AIM OF THE TASK:
Find every line in the material below that contains the word "white", and copy each of those lines.

Excerpts of pointing data
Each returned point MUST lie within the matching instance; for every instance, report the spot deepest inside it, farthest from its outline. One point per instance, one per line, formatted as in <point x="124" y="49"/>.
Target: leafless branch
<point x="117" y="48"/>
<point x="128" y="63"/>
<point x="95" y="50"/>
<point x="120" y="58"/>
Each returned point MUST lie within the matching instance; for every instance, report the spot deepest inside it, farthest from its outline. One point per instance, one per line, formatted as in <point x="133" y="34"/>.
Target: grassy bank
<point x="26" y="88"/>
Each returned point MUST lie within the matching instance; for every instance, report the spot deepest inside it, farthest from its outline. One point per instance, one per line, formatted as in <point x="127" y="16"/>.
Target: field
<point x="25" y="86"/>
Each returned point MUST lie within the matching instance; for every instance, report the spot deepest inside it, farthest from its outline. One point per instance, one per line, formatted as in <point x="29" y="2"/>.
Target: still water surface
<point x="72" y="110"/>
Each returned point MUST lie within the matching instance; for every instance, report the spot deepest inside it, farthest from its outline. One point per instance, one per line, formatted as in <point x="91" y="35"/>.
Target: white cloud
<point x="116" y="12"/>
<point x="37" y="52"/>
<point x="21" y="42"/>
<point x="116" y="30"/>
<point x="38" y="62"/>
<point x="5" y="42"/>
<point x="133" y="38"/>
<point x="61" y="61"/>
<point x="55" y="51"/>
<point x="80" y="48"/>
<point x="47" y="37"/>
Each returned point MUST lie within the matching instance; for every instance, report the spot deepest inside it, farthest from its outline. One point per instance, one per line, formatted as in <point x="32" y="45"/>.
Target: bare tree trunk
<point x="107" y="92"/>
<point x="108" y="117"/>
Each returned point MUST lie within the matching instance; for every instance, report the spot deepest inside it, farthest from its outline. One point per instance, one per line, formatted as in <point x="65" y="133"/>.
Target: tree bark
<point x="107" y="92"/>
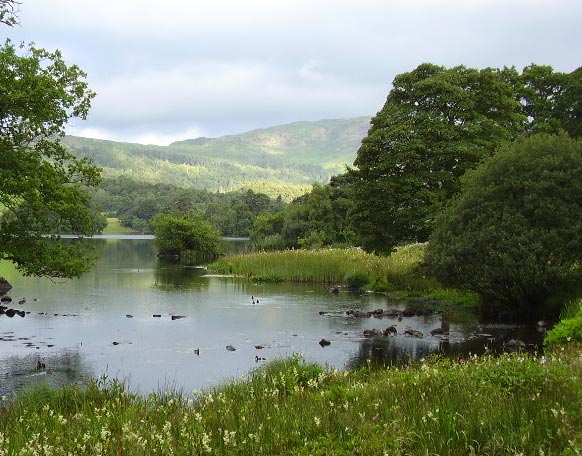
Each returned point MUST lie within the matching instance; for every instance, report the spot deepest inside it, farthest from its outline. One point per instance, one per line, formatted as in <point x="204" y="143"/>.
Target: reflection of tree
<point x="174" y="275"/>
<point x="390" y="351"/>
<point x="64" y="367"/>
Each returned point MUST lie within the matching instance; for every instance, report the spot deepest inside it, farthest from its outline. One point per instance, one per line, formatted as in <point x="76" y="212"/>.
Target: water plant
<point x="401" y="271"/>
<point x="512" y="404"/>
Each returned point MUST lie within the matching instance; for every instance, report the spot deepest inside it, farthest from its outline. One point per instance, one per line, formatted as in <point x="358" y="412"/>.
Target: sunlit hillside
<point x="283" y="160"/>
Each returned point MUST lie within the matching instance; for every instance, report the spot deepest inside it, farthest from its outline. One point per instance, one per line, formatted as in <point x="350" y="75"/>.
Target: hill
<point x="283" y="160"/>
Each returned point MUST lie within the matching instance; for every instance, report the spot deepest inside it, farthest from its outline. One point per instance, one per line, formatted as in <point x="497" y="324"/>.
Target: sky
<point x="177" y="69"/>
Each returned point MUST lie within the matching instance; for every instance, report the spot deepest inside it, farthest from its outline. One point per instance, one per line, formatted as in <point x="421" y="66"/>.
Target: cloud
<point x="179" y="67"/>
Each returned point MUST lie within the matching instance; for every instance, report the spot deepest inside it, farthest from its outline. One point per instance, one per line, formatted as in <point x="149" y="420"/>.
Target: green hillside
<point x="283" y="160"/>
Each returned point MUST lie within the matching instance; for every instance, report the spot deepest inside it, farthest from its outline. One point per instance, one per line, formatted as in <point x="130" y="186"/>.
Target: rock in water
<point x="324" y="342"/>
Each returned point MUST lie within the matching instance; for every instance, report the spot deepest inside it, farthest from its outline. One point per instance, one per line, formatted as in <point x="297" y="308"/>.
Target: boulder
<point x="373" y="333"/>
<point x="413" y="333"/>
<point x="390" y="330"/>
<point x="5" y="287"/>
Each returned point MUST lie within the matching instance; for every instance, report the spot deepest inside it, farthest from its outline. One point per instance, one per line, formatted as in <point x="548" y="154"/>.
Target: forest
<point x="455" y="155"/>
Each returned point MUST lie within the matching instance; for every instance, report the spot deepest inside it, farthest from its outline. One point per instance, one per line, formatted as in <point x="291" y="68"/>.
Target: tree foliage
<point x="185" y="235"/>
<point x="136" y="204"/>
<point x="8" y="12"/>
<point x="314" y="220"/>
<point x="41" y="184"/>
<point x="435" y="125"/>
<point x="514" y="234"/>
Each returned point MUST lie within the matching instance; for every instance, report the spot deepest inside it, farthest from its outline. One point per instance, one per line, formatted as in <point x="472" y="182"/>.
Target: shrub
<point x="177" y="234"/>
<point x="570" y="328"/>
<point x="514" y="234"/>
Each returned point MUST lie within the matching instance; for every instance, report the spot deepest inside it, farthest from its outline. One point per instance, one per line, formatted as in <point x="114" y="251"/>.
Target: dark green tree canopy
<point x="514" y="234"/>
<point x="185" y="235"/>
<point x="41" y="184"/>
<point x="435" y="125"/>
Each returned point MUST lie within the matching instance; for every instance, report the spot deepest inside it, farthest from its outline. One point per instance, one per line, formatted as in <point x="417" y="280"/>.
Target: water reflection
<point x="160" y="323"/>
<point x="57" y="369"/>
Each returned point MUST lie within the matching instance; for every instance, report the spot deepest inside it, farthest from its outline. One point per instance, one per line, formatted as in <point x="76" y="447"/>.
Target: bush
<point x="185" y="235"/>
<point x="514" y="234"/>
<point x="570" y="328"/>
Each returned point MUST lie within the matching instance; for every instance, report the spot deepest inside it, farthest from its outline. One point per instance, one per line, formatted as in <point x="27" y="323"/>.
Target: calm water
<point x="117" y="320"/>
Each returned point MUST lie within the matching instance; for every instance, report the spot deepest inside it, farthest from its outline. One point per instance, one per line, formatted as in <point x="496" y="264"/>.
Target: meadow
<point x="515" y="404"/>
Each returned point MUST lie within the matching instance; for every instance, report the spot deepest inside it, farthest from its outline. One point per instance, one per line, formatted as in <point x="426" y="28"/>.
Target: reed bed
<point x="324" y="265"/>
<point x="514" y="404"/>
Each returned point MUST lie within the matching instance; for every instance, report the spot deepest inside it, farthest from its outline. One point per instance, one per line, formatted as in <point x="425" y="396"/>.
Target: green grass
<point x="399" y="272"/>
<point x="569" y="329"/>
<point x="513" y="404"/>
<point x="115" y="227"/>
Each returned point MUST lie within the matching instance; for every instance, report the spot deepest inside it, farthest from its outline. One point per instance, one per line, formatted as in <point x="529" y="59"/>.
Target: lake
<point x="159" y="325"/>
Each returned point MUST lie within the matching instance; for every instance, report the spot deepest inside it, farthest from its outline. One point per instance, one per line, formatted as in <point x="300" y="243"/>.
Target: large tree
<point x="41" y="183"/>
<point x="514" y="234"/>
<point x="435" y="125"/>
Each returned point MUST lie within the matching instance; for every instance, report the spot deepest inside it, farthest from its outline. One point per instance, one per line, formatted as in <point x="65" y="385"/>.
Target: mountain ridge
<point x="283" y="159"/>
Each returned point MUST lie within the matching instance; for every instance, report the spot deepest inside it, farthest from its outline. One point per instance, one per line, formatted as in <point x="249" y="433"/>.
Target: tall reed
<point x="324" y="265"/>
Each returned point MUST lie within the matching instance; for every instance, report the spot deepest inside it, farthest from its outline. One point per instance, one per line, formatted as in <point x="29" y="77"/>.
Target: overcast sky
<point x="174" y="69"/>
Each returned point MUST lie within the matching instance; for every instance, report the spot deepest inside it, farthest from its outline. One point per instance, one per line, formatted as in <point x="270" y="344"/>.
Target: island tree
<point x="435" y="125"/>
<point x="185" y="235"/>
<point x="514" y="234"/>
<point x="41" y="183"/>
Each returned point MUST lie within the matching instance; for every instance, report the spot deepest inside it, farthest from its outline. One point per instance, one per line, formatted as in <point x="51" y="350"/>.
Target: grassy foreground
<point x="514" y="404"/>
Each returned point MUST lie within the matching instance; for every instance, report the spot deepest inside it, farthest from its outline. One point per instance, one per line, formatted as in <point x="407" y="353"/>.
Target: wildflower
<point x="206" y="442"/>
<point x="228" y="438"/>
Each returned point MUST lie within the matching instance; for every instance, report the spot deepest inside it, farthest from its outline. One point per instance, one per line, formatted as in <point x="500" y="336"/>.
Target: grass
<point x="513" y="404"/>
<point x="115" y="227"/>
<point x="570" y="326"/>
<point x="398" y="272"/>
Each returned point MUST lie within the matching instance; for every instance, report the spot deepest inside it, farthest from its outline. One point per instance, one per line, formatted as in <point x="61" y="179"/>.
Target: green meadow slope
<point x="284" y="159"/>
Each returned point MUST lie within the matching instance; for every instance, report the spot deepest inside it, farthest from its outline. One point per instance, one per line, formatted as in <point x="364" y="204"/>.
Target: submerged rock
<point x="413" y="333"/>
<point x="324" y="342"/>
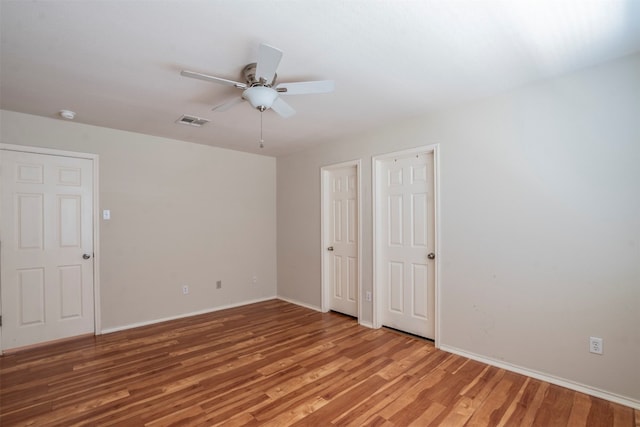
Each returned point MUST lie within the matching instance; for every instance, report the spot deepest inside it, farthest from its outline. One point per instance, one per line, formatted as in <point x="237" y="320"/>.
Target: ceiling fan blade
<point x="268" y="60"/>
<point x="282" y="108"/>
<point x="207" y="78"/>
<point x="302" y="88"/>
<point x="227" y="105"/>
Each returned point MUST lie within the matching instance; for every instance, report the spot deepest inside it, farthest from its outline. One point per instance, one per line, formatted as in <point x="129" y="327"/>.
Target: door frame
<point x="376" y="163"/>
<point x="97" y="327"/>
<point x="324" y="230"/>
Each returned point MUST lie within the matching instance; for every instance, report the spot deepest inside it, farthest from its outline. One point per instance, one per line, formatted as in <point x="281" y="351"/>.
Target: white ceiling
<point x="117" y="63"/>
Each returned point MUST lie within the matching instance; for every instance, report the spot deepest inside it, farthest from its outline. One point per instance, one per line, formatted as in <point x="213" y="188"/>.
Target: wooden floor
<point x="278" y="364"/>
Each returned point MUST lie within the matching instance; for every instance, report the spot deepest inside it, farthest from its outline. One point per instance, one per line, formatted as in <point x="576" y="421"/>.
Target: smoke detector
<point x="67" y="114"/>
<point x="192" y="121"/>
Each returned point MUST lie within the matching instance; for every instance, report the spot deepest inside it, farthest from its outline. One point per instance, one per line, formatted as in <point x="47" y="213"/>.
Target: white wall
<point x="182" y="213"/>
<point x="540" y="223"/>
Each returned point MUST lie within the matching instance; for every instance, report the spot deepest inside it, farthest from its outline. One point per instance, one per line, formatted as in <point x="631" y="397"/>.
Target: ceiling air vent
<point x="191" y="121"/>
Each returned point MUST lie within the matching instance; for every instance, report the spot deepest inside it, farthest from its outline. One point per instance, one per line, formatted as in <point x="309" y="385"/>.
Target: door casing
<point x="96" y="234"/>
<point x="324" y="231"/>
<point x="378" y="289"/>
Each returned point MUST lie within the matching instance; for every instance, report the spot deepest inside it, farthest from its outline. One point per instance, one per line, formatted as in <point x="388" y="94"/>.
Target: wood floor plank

WRITTEN REPLY:
Target: white cloud
Target: white ceiling
Target: white wall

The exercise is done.